* Begin Data in this exercise *

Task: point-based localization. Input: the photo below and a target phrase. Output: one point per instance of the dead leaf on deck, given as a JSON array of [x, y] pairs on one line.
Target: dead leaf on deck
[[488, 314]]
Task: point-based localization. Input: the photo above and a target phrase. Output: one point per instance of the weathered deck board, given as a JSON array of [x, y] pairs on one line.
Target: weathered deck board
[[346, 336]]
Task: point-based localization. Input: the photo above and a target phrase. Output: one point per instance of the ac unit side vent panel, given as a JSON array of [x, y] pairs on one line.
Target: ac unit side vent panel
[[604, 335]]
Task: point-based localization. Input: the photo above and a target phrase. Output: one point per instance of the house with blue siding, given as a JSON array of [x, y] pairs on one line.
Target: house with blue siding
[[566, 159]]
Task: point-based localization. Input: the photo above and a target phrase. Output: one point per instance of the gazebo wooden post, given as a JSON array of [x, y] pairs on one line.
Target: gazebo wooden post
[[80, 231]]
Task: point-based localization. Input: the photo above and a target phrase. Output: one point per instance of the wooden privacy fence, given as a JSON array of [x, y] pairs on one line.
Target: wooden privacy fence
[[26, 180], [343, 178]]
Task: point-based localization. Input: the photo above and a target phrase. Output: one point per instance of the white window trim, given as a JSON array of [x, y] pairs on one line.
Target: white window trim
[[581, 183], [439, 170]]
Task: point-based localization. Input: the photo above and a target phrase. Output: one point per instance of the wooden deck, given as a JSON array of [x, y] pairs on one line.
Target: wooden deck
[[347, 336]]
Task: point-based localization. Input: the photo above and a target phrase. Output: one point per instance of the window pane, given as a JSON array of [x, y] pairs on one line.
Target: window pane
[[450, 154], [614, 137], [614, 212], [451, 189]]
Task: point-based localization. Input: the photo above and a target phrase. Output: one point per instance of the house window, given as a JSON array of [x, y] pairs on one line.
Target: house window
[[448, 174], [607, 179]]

* End Data in this exercise *

→ **What is expected**:
Put the rows above, starting at the first line and ending at the line that contains "[[488, 314]]", into a JSON list of strings with one string per line and blank lines left out.

→ **Answer below**:
[
  "Task: point-based localization. Input: the photo below and a target phrase. Output: one point per instance of the dead leaf on deck, given as a JSON array of [x, y] pairs on one line.",
  "Target: dead leaf on deck",
  "[[488, 314]]"
]